## What the exercise asks:
An exact copy of the records is needed; please leave the images out.

## Data items:
▽
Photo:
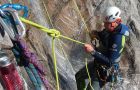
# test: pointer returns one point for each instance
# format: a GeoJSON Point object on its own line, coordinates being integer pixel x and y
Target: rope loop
{"type": "Point", "coordinates": [55, 33]}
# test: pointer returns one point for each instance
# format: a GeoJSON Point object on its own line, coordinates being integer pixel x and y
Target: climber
{"type": "Point", "coordinates": [107, 55]}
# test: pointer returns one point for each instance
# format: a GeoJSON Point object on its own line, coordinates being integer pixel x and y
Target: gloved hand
{"type": "Point", "coordinates": [89, 48]}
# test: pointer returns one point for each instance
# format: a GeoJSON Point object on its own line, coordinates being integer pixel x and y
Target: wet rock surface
{"type": "Point", "coordinates": [65, 18]}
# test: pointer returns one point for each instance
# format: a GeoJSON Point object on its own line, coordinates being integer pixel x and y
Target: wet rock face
{"type": "Point", "coordinates": [65, 18]}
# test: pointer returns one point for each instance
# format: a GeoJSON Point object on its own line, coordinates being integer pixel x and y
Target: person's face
{"type": "Point", "coordinates": [110, 26]}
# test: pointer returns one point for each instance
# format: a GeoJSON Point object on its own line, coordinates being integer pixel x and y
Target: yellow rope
{"type": "Point", "coordinates": [55, 63]}
{"type": "Point", "coordinates": [81, 16]}
{"type": "Point", "coordinates": [72, 40]}
{"type": "Point", "coordinates": [52, 32]}
{"type": "Point", "coordinates": [48, 14]}
{"type": "Point", "coordinates": [89, 75]}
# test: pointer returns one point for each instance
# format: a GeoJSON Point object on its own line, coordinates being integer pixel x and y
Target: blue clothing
{"type": "Point", "coordinates": [114, 44]}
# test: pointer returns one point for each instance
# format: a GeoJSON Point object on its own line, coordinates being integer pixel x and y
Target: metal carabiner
{"type": "Point", "coordinates": [21, 28]}
{"type": "Point", "coordinates": [8, 29]}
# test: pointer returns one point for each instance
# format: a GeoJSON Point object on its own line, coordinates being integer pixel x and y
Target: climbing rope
{"type": "Point", "coordinates": [89, 75]}
{"type": "Point", "coordinates": [55, 62]}
{"type": "Point", "coordinates": [51, 32]}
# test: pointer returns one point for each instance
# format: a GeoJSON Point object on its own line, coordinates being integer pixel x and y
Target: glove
{"type": "Point", "coordinates": [88, 48]}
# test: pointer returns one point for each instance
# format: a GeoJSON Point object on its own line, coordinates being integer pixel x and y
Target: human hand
{"type": "Point", "coordinates": [88, 48]}
{"type": "Point", "coordinates": [100, 27]}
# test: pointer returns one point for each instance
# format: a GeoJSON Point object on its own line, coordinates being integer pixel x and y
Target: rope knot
{"type": "Point", "coordinates": [54, 33]}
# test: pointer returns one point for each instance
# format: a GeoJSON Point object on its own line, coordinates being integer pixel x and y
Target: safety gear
{"type": "Point", "coordinates": [112, 18]}
{"type": "Point", "coordinates": [88, 48]}
{"type": "Point", "coordinates": [111, 14]}
{"type": "Point", "coordinates": [9, 74]}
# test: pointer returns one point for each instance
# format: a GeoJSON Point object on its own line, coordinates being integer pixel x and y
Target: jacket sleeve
{"type": "Point", "coordinates": [114, 52]}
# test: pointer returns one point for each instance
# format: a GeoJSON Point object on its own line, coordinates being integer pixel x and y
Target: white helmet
{"type": "Point", "coordinates": [111, 14]}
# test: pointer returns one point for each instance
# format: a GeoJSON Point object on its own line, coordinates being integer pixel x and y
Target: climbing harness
{"type": "Point", "coordinates": [35, 70]}
{"type": "Point", "coordinates": [9, 75]}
△
## Finished exercise:
Photo:
# test: pointer returns one point for each instance
# format: a GeoJSON Point object on its own line, coordinates being integer pixel x and y
Target: rope loop
{"type": "Point", "coordinates": [55, 33]}
# test: pointer returns one point for each instance
# format: a GeoJSON Point object on its own line, coordinates being integer pixel x and y
Target: climber
{"type": "Point", "coordinates": [107, 55]}
# test: pointer returns one point for each instance
# format: a GeoJSON Point object on its own line, coordinates being integer pixel x and y
Target: gloved hand
{"type": "Point", "coordinates": [89, 48]}
# test: pointer returns one point for each instance
# format: a GeoJSON Point object on its own line, coordinates being integer pixel x and y
Target: wet rock surface
{"type": "Point", "coordinates": [65, 18]}
# test: pointer returns one point for each instance
# format: a GeoJSON Point object on its own line, coordinates being integer pixel x and y
Target: wet rock face
{"type": "Point", "coordinates": [65, 18]}
# test: pointer returns one point for each instance
# format: a GeoJSON Point object on its own line, coordinates being integer pixel x and y
Target: person's face
{"type": "Point", "coordinates": [110, 26]}
# test: pointer returns one point for each instance
# format: a GeoJSON Point object on its own line, coordinates being integer pixel x and y
Target: yellow rope
{"type": "Point", "coordinates": [55, 63]}
{"type": "Point", "coordinates": [81, 16]}
{"type": "Point", "coordinates": [72, 40]}
{"type": "Point", "coordinates": [52, 32]}
{"type": "Point", "coordinates": [48, 14]}
{"type": "Point", "coordinates": [89, 75]}
# test: pointer returns one point for each instance
# format: a GeoJSON Point object on its own line, coordinates being integer pixel x and y
Target: blue clothing
{"type": "Point", "coordinates": [114, 44]}
# test: pointer returns one point for each instance
# format: a GeoJSON Point object on its own line, coordinates being integer pixel x and y
Target: metal carabiner
{"type": "Point", "coordinates": [21, 28]}
{"type": "Point", "coordinates": [8, 29]}
# test: pointer returns one point for each instance
# format: a GeoJSON Point object on its own line, coordinates being integer pixel x and y
Target: climbing rope
{"type": "Point", "coordinates": [89, 75]}
{"type": "Point", "coordinates": [55, 62]}
{"type": "Point", "coordinates": [51, 32]}
# test: pointer returns one point for each instance
# format: a GeoJSON Point object on its own line, coordinates being integer pixel x and y
Target: glove
{"type": "Point", "coordinates": [88, 48]}
# test: pointer returns one point for each instance
# format: a GeoJSON Point object on its own line, coordinates being integer pixel x and y
Target: human hand
{"type": "Point", "coordinates": [88, 48]}
{"type": "Point", "coordinates": [100, 27]}
# test: pointer returns one point for each instance
# format: a GeoJSON Point object on its own line, coordinates being integer pixel x and y
Target: rope knot
{"type": "Point", "coordinates": [54, 33]}
# test: pointer returns one point for each instance
# format: a GeoJSON Point object on its own line, coordinates being integer pixel x and y
Target: safety gear
{"type": "Point", "coordinates": [112, 18]}
{"type": "Point", "coordinates": [88, 48]}
{"type": "Point", "coordinates": [111, 14]}
{"type": "Point", "coordinates": [9, 74]}
# test: pointer returns one point for each instance
# format: a GeoJSON Point object on its own line, coordinates being integer pixel x and y
Target: jacket sleeve
{"type": "Point", "coordinates": [114, 52]}
# test: pointer returns one point for each instance
# format: a GeoJSON Point object on its own line, coordinates being integer pixel x and y
Target: white helmet
{"type": "Point", "coordinates": [111, 14]}
# test: pointer returns one point for each instance
# format: a GeoJSON Point object on its own line, coordinates being integer pixel x and y
Target: climbing harness
{"type": "Point", "coordinates": [35, 70]}
{"type": "Point", "coordinates": [9, 75]}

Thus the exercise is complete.